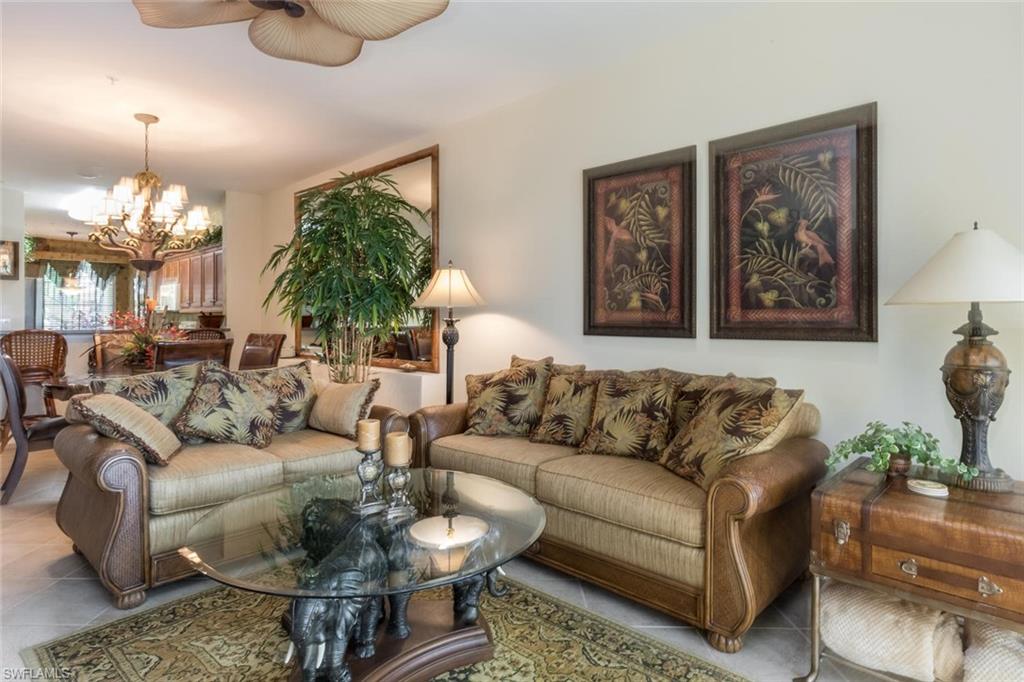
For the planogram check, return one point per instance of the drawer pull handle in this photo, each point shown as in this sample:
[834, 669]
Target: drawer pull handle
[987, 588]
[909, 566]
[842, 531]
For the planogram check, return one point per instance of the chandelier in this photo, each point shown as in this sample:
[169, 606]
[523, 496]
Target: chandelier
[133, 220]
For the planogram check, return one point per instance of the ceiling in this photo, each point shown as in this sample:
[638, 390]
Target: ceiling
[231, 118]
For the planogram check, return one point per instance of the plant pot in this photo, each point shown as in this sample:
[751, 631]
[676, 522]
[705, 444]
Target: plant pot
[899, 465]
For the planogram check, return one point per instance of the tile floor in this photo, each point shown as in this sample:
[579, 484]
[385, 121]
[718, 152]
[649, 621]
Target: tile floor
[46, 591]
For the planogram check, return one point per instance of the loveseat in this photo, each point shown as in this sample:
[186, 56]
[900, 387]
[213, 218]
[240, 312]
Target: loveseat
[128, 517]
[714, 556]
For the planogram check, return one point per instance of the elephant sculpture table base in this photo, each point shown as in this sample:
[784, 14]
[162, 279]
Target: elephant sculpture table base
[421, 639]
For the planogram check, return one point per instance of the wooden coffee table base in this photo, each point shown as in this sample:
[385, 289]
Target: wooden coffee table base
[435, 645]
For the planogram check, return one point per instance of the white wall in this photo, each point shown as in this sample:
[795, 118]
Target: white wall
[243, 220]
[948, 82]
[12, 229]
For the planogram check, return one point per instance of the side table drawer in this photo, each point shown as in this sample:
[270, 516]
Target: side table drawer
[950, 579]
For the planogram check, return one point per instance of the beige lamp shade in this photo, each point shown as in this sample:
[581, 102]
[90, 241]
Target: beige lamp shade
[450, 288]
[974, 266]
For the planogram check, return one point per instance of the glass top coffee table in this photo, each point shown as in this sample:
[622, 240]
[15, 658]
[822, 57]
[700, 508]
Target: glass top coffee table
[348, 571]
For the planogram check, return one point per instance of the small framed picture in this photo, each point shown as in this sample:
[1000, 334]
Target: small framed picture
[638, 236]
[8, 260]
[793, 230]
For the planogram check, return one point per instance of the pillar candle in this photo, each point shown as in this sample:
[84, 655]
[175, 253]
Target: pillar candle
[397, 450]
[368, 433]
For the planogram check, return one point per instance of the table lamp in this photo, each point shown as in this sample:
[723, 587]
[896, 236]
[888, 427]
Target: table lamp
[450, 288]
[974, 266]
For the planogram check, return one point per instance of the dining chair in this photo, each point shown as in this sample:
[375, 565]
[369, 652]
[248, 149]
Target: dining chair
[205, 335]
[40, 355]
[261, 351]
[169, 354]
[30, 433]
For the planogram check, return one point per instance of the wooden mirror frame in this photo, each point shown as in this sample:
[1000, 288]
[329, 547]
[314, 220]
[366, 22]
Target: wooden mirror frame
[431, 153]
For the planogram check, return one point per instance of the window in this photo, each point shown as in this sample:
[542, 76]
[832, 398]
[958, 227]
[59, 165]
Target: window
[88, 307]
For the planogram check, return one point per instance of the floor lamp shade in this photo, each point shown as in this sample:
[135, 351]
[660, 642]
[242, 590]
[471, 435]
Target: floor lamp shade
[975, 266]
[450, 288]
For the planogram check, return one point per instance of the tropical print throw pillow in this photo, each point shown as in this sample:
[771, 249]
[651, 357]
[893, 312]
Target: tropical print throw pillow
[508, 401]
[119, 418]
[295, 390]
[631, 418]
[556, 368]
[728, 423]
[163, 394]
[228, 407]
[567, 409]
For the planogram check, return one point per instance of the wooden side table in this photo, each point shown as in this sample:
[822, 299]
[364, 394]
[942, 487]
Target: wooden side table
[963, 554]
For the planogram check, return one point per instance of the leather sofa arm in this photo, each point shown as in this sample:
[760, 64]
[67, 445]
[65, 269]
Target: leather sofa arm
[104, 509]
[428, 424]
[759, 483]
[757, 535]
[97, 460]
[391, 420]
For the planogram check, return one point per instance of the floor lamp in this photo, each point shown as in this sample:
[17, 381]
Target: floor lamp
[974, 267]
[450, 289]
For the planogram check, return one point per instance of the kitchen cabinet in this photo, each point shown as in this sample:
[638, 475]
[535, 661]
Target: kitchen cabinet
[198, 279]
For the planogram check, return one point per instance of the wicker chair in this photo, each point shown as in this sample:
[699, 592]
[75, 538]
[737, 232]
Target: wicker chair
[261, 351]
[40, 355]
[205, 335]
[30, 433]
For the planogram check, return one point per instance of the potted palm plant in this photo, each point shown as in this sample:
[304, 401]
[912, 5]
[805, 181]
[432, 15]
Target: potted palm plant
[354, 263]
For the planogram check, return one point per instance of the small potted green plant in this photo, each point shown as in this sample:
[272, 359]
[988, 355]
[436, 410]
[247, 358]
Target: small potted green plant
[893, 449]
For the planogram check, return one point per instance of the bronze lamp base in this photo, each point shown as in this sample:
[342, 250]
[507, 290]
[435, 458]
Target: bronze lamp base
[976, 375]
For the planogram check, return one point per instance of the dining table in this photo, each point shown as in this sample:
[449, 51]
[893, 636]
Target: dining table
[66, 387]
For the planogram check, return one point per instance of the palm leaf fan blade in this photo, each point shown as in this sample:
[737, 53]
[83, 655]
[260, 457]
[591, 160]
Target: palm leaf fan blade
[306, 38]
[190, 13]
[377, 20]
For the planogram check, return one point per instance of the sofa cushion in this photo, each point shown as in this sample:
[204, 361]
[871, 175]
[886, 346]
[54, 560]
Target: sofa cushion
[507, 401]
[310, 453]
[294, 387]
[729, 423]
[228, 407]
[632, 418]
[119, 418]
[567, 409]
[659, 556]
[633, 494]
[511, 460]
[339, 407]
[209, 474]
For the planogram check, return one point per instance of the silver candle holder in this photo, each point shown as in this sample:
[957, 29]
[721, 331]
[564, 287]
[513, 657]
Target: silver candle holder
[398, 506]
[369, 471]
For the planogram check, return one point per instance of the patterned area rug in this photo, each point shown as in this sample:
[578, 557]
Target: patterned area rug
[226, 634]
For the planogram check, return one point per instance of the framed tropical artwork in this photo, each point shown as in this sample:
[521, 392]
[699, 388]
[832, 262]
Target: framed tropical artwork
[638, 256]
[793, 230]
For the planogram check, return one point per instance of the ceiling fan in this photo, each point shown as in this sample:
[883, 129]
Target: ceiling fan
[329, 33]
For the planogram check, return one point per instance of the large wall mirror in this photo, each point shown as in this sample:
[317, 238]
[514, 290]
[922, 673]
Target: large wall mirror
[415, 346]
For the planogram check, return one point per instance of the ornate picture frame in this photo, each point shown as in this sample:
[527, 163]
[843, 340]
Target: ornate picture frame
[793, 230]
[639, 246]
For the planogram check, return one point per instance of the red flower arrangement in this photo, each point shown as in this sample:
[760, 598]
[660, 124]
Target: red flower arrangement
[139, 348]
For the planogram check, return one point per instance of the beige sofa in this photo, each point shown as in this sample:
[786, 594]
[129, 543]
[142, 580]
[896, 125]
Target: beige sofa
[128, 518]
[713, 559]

---

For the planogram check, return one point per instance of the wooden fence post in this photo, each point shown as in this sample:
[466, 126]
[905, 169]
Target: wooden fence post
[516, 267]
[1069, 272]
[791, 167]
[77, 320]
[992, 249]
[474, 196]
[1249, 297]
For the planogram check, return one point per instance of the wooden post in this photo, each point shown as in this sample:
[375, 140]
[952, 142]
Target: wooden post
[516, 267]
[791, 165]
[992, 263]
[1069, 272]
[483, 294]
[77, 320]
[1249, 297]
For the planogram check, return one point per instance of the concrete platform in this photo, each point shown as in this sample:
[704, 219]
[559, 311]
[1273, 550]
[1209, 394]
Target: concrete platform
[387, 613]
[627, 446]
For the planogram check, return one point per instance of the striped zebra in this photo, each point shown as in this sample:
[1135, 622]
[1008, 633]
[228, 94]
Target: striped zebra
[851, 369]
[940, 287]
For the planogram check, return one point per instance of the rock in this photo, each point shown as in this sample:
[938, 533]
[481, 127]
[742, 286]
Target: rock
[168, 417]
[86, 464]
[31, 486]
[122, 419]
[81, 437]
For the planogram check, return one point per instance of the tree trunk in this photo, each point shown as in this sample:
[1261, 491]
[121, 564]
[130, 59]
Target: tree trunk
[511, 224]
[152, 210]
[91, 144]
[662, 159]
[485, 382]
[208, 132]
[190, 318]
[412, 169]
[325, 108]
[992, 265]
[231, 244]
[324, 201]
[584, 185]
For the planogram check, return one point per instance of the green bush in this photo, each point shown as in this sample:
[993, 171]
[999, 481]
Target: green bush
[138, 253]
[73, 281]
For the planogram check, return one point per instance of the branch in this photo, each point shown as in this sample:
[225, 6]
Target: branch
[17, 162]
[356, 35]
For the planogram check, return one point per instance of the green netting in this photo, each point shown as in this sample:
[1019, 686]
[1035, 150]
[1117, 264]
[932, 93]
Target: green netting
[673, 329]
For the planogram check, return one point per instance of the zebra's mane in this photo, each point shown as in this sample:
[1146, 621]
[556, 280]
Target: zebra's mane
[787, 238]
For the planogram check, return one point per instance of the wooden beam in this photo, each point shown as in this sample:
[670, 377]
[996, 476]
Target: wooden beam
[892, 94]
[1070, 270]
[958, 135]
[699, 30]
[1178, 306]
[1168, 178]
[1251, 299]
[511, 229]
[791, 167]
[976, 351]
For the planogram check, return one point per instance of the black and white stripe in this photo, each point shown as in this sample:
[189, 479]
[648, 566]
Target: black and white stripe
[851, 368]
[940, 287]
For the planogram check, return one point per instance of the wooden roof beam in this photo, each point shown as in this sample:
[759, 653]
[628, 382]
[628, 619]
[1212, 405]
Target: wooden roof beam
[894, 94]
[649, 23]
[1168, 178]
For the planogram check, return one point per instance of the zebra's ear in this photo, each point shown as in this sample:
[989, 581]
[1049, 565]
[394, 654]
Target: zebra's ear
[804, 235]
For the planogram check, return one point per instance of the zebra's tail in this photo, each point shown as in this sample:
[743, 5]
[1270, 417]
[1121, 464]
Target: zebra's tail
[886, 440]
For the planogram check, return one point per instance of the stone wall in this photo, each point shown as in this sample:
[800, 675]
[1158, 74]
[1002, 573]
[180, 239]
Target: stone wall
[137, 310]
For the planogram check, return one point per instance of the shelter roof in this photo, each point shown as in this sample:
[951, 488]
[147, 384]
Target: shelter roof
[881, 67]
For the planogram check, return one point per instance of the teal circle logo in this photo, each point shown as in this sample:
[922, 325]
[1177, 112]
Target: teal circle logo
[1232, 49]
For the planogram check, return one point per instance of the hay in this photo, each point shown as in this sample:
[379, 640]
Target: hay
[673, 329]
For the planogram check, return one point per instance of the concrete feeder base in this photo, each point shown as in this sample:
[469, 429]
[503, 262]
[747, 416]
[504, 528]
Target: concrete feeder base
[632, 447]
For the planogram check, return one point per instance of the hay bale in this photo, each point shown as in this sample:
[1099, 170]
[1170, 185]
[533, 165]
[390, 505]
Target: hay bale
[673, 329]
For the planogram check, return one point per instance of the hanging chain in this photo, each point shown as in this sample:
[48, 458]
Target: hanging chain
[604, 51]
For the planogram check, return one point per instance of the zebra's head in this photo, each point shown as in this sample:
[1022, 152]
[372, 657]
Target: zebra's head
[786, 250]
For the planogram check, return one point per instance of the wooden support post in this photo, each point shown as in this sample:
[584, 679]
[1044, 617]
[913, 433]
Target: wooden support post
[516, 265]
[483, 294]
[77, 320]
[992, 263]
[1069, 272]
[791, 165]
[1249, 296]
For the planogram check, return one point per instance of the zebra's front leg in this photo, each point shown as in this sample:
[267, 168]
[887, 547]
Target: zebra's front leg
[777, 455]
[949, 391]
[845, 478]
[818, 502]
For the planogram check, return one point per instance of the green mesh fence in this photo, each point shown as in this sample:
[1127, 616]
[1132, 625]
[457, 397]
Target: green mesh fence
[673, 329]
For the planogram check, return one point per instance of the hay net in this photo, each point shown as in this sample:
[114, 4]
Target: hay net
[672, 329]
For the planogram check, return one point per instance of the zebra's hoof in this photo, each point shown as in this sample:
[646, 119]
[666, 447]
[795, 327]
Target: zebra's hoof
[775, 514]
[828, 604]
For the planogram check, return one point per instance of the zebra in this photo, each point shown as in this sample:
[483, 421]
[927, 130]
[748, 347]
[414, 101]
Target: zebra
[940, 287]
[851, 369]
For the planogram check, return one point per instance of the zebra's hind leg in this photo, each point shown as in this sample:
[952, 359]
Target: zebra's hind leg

---

Count the lines above that contain the string "pillow", treating uppercase and lowercase as different, and reply with only the number.

2